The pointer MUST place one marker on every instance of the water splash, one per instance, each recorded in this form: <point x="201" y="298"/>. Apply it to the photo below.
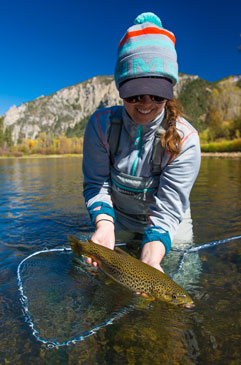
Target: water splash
<point x="55" y="344"/>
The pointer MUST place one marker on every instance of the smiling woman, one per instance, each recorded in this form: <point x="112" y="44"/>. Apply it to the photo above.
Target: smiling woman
<point x="155" y="154"/>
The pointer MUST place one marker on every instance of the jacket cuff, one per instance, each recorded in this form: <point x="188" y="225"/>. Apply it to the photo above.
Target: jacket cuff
<point x="157" y="234"/>
<point x="104" y="208"/>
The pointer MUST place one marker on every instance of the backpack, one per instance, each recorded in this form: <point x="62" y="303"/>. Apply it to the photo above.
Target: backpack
<point x="158" y="151"/>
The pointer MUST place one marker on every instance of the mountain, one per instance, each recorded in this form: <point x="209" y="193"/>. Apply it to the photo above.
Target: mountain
<point x="67" y="111"/>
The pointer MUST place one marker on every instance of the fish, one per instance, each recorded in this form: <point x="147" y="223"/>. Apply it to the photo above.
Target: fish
<point x="132" y="273"/>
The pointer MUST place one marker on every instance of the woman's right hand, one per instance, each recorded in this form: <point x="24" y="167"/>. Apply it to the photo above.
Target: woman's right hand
<point x="104" y="234"/>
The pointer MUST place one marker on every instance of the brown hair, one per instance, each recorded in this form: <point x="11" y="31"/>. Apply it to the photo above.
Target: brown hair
<point x="172" y="140"/>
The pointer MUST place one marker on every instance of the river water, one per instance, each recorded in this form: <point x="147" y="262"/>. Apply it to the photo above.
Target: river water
<point x="66" y="314"/>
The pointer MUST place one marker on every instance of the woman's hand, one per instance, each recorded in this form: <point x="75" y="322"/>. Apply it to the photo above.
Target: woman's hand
<point x="153" y="253"/>
<point x="104" y="234"/>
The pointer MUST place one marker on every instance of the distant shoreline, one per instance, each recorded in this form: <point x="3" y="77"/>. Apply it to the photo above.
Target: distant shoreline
<point x="222" y="154"/>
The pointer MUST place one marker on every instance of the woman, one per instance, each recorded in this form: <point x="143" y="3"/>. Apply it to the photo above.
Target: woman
<point x="144" y="184"/>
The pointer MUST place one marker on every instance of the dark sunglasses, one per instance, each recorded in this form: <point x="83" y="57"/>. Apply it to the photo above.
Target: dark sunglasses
<point x="138" y="98"/>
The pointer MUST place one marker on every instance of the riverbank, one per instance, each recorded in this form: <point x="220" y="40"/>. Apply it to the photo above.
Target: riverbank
<point x="222" y="154"/>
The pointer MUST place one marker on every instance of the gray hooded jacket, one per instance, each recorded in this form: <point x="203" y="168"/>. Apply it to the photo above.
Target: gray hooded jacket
<point x="127" y="190"/>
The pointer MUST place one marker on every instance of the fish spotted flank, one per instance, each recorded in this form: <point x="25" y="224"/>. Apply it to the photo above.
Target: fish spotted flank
<point x="132" y="273"/>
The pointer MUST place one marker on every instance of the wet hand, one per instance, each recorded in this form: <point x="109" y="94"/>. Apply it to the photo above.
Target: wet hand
<point x="153" y="253"/>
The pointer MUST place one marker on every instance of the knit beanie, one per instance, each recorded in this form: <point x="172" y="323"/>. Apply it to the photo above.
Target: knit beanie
<point x="147" y="59"/>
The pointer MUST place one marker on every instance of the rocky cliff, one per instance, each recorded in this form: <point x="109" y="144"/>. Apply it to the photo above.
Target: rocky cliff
<point x="60" y="112"/>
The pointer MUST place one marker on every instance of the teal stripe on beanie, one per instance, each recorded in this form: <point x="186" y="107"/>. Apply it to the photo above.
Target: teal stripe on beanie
<point x="147" y="43"/>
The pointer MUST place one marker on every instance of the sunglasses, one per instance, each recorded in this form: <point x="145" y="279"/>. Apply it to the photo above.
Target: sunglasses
<point x="138" y="98"/>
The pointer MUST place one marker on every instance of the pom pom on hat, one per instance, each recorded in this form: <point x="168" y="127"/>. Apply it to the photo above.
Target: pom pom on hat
<point x="146" y="50"/>
<point x="148" y="17"/>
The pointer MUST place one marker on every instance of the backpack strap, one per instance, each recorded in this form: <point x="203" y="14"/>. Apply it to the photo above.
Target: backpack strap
<point x="157" y="152"/>
<point x="115" y="132"/>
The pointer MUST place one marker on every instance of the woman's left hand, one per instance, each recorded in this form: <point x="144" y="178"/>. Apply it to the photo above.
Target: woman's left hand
<point x="153" y="253"/>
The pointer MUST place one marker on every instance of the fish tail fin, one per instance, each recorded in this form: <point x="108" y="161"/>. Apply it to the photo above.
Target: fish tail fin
<point x="75" y="244"/>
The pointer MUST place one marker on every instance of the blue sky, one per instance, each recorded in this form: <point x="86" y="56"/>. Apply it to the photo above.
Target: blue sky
<point x="46" y="45"/>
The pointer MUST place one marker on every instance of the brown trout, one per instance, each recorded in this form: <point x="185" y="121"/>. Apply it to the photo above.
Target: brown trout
<point x="132" y="273"/>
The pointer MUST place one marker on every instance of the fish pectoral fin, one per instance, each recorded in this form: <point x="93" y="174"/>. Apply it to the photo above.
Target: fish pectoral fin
<point x="122" y="252"/>
<point x="148" y="297"/>
<point x="109" y="281"/>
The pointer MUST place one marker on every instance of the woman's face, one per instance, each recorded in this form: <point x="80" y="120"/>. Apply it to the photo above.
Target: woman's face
<point x="145" y="110"/>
============================================================
**SHORT PROBLEM:** All of the entries need to be transcribed word for word; pictures are left out.

**RESULT:**
The pointer MUST place one marker on every instance of the water splash, one per instance, each recorded in this form: <point x="201" y="298"/>. Apply it to the photo below.
Target: water splash
<point x="55" y="344"/>
The pointer MUST place one marker on every instance of the smiling woman, one per instance, each recorded in this form: <point x="112" y="44"/>. Apply it to the photo above.
Target: smiling woman
<point x="155" y="154"/>
The pointer MUST place one marker on every instance of the jacket cuff, one per instance, each recorded in this form: <point x="188" y="225"/>. Apply it to the photo above.
Target: jacket cuff
<point x="157" y="234"/>
<point x="104" y="208"/>
The pointer MUST place one marker on every instance of the backpack, one per instance, each recorded in this form: <point x="62" y="303"/>. Apply it to the photo above.
Target: backpack
<point x="158" y="151"/>
The pointer MUST place one marker on every instance of the mountain, one per instance, each recorded in this form: <point x="209" y="193"/>. Apply it to the photo above.
Target: mountain
<point x="67" y="111"/>
The pointer MUST place one marker on every instance of the fish, one per instance, each recorded in this form: <point x="147" y="223"/>. Apply it to the photo above.
Target: fish
<point x="132" y="273"/>
The pointer MUST place one marker on every instance of the woman's right hand, one per instance, each recorded in this form: <point x="24" y="167"/>. Apply it to the photo above.
Target: woman's right hand
<point x="104" y="234"/>
The pointer MUST place one marker on every instance of the brown hair, one per instance, each recorded in this form: <point x="11" y="31"/>. Apply it to the photo above.
Target: brown hair
<point x="172" y="140"/>
The pointer MUST place one marker on every instance of the river water, one per instance, each recorded in this form: <point x="147" y="262"/>. Apply it to the photo above.
Target: river water
<point x="66" y="314"/>
The pointer MUST place one marker on every instance of the woman's hand, one per instance, each recorded in this form: <point x="75" y="322"/>. Apply it to the photo above.
Target: woman's hand
<point x="153" y="253"/>
<point x="104" y="234"/>
The pointer MUST place one marker on every instance of the distant shoreline, one per instance, each recorded in this form: <point x="3" y="77"/>. Apply it to the photo above.
Target: distant shoreline
<point x="222" y="154"/>
The pointer MUST place one marker on every instance of the woman, one per instance, each recorded in this form: <point x="143" y="3"/>. Apply it to the photo above.
Target: woman
<point x="144" y="184"/>
The pointer MUST place one marker on every instance of the dark sunglasses, one per instance, each recorded in this form: <point x="83" y="57"/>. Apply it to the photo above.
Target: dark sunglasses
<point x="138" y="98"/>
The pointer MUST place one marker on every instance of the riverbank, one per instance, each recorded in this form: <point x="220" y="40"/>. Apply it to the photo above.
Target: riverbank
<point x="222" y="154"/>
The pointer MUST place one marker on every instance of the gray hooded jacket, one per instance, each recorded in this form: <point x="203" y="168"/>. Apply it to the photo above.
Target: gray hooded jacket
<point x="127" y="190"/>
The pointer MUST place one marker on every instance of the fish spotted flank, one per instance, each recorded in this form: <point x="25" y="224"/>. Apply it to the photo above.
Target: fish spotted flank
<point x="132" y="273"/>
The pointer MUST place one marker on every instance of the wet hand, one per instance, each recorded in this form: <point x="109" y="94"/>. Apply it to the photo above.
Target: wet hand
<point x="153" y="253"/>
The pointer MUST place one marker on every instance of the knit beanie, one per instance, each recorded in this form: <point x="172" y="323"/>. Apply it to the photo above.
Target: knit beanie
<point x="147" y="59"/>
The pointer MUST place one marker on every instance of the rocky cliff, one per instance, each recorded in this form: <point x="109" y="144"/>. Apply it to the photo above.
Target: rocky cliff
<point x="60" y="112"/>
The pointer MUST place one marker on every instance of the teal stripe on beanie, one per instance, each recorded in this form: <point x="186" y="107"/>. Apply it to the photo above.
Target: teal stripe on beanie
<point x="147" y="43"/>
The pointer MUST place one marker on every instance of the sunglasses, one per instance, each recorded in this form: <point x="145" y="279"/>. Apply it to the photo above.
Target: sunglasses
<point x="138" y="98"/>
The pointer MUST place one marker on every instance of the pom pom on hat, one per instance, each recorded in this form: <point x="168" y="127"/>. Apply it to the photo above.
Target: pom pom on hat
<point x="146" y="50"/>
<point x="148" y="17"/>
The pointer MUST place one marker on every instance of the backpack strap, one per instance, each recorded in this form: <point x="203" y="14"/>. Apply it to the photo above.
Target: backpack strap
<point x="157" y="152"/>
<point x="115" y="132"/>
The pointer MUST place one marker on every instance of the woman's left hand, one per instance, each recorded in this form: <point x="144" y="178"/>. Apply it to the photo above.
Target: woman's left hand
<point x="153" y="253"/>
The pointer MUST place one marker on every instance of the fish tail fin, one per instance, each recorded in this form: <point x="108" y="161"/>. Apply it to the photo above.
Target: fish tail fin
<point x="75" y="244"/>
The pointer MUST place one marker on every instance of the blue sky, one per instance, each recorded in this form: <point x="86" y="56"/>. Apply it to the photo above.
Target: blue sky
<point x="46" y="45"/>
The pointer MUST place one marker on every instance of the brown trout, one per instance, each recorded in this form: <point x="185" y="121"/>. Apply it to the photo above.
Target: brown trout
<point x="132" y="273"/>
The pointer MUST place one marker on every instance of the fish pectoral fin, one per instance, each recorded in this form: <point x="93" y="174"/>. Apply it to the photo above.
Target: fish pectoral fin
<point x="122" y="252"/>
<point x="148" y="297"/>
<point x="109" y="281"/>
The pointer MUST place one marker on every instance of the woman's face, one per instance, each recorded in this form: <point x="80" y="120"/>. Apply it to the photo above.
Target: woman's face
<point x="145" y="110"/>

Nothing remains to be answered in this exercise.